Supplied records:
+ + +

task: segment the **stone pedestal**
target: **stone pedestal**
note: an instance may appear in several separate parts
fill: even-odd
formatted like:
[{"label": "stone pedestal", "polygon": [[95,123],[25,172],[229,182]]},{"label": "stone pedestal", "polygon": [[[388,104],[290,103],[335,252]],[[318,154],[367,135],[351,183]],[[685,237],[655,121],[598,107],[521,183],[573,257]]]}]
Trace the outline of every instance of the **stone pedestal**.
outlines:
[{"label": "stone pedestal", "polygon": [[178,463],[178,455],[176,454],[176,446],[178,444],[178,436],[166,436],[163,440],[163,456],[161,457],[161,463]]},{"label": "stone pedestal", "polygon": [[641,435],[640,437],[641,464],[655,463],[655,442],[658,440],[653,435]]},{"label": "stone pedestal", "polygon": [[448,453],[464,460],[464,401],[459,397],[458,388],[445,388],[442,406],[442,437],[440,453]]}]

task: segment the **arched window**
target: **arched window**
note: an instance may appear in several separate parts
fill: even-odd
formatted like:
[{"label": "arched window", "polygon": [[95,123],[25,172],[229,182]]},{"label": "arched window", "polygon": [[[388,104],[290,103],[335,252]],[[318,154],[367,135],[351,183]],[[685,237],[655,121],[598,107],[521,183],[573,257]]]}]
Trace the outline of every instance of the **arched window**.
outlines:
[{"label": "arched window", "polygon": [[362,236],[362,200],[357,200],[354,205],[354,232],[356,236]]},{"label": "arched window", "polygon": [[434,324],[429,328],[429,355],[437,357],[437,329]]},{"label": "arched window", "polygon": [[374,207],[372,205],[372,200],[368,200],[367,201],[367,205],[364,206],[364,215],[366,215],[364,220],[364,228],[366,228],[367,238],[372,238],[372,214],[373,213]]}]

+ + +

What needs to be done: List each line in the rows above that contains the word "every".

Answer to the task:
Trace the outline of every instance of the **stone pedestal**.
Trace the outline of every instance of the **arched window**.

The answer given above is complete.